● **WHAT IS NEEDED**
Could you reproduce the piece on hydration and E-lyte word for word, from its title to its last sentence?

● **PASSAGE TO READ**
..............................

A Professional Athlete on Hydration and E-lyte
As a continuation of my discussion around nutritional strategies, I would like to highlight how E-lyte makes a difference in my day-to-day training regiment. Not only is it optimal to have the proper balance of sodium, magnesium, and potassium—generally known as electrolytes—in your system, but it’s imperative to stay on top of this balance in certain environmental conditions or under particular bodily stressors. One of these environmental conditions includes altitude. I’ve been fortunate to spend the past 9 weeks training in Olympic City: Colorado Springs, Colorado, which stands a little over 6,000ft in elevation. Up here, there is a decrease in oxygen available for cellular consumption during exercise. Thus, my body is working extra hard to make training adaptations and gains, which in turn, offer a performance advantage when competing at sea-level. But in order to maximize the opportunity training at elevation offers, I have to be conscious of the impact it can have on my hydration status. Fortunately, E-lyte mixed with 10-12oz’s of apple juice in the morning helps pre-load or replenish essential electrolytes before or between the morning’s sessions.
In addition to altitude, the environmental conditions of heat & humidity or cold & dry also play a significant role in hydration strategies. Right now I’m preparing for a sprint triathlon race in Sarasota, FL—where temperatures can exceed 90 Fahrenheit with humidity upwards of 60%. In preparation, I’m over-dressing on runs and spending 20 minutes in the steam room so that my body adapts to handle the stress preceding and during competition. In order to do this safely, I rely on E-lyte to replenish sodium loss and help me return to homeostasis. By over consuming water alone after sessions like these, you can actually dehydrate yourself further, a condition called hyponatremia, or dilution of plasma sodium levels. Thus, it is important to make sure the water consumed contains those core electrolytes of sodium, magnesium & potassium. Likewise, but on the flip-side in cold & dry conditions, hydration still plays one of the foundational roles in managing optimal functionality. Sometimes I find it challenging to drink enough water or sports drink in the cold, but it is just as important as when operating in the heat. In extreme hot and cold conditions, especially during intensive athletic activity, it’s vital to monitor hydration. If left unaddressed or if the proper strategies aren’t used, dehydration can lead to a lack of concentration, early fatigue, muscle cramps, delayed recovery and trouble regulating core temperatures.

..............................

● **GIVEN DATA**
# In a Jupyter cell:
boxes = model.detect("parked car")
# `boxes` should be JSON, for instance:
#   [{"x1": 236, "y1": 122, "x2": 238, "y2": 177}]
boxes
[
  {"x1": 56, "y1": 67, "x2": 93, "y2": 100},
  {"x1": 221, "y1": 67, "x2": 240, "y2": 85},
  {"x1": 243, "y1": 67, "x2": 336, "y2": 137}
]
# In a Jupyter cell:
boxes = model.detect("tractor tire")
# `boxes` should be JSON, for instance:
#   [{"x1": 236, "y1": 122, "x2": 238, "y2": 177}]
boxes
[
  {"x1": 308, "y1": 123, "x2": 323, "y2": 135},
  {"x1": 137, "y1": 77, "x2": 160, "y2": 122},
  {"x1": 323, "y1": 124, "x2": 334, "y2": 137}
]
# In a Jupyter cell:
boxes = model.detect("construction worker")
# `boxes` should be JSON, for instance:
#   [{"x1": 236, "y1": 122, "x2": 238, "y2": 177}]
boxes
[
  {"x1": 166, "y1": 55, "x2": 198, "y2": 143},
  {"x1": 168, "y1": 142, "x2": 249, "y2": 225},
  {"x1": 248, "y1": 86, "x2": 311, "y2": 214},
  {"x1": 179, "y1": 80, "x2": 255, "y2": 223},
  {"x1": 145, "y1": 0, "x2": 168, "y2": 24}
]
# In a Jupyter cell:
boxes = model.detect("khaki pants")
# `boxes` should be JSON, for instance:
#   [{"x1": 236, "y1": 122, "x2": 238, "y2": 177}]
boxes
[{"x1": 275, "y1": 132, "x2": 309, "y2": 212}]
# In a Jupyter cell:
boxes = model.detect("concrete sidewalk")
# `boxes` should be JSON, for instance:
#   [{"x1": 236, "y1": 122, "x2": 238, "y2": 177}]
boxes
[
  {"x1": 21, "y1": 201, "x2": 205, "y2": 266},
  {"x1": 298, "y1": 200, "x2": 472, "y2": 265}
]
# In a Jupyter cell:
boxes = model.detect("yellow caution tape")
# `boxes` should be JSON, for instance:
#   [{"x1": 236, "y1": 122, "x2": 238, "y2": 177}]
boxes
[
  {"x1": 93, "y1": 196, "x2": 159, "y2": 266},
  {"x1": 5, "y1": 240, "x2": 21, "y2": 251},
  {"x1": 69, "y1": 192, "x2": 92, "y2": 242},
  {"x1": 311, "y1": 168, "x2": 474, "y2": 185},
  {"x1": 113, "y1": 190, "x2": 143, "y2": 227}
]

..............................

● **EXERCISE ANSWER**
A Professional Athlete on Hydration and E-lyte
As a continuation of my discussion around nutritional strategies, I would like to highlight how E-lyte makes a difference in my day-to-day training regiment. Not only is it optimal to have the proper balance of sodium, magnesium, and potassium—generally known as electrolytes—in your system, but it’s imperative to stay on top of this balance in certain environmental conditions or under particular bodily stressors. One of these environmental conditions includes altitude. I’ve been fortunate to spend the past 9 weeks training in Olympic City: Colorado Springs, Colorado, which stands a little over 6,000ft in elevation. Up here, there is a decrease in oxygen available for cellular consumption during exercise. Thus, my body is working extra hard to make training adaptations and gains, which in turn, offer a performance advantage when competing at sea-level. But in order to maximize the opportunity training at elevation offers, I have to be conscious of the impact it can have on my hydration status. Fortunately, E-lyte mixed with 10-12oz’s of apple juice in the morning helps pre-load or replenish essential electrolytes before or between the morning’s sessions.
In addition to altitude, the environmental conditions of heat & humidity or cold & dry also play a significant role in hydration strategies. Right now I’m preparing for a sprint triathlon race in Sarasota, FL—where temperatures can exceed 90 Fahrenheit with humidity upwards of 60%. In preparation, I’m over-dressing on runs and spending 20 minutes in the steam room so that my body adapts to handle the stress preceding and during competition. In order to do this safely, I rely on E-lyte to replenish sodium loss and help me return to homeostasis. By over consuming water alone after sessions like these, you can actually dehydrate yourself further, a condition called hyponatremia, or dilution of plasma sodium levels. Thus, it is important to make sure the water consumed contains those core electrolytes of sodium, magnesium & potassium. Likewise, but on the flip-side in cold & dry conditions, hydration still plays one of the foundational roles in managing optimal functionality. Sometimes I find it challenging to drink enough water or sports drink in the cold, but it is just as important as when operating in the heat. In extreme hot and cold conditions, especially during intensive athletic activity, it’s vital to monitor hydration. If left unaddressed or if the proper strategies aren’t used, dehydration can lead to a lack of concentration, early fatigue, muscle cramps, delayed recovery and trouble regulating core temperatures.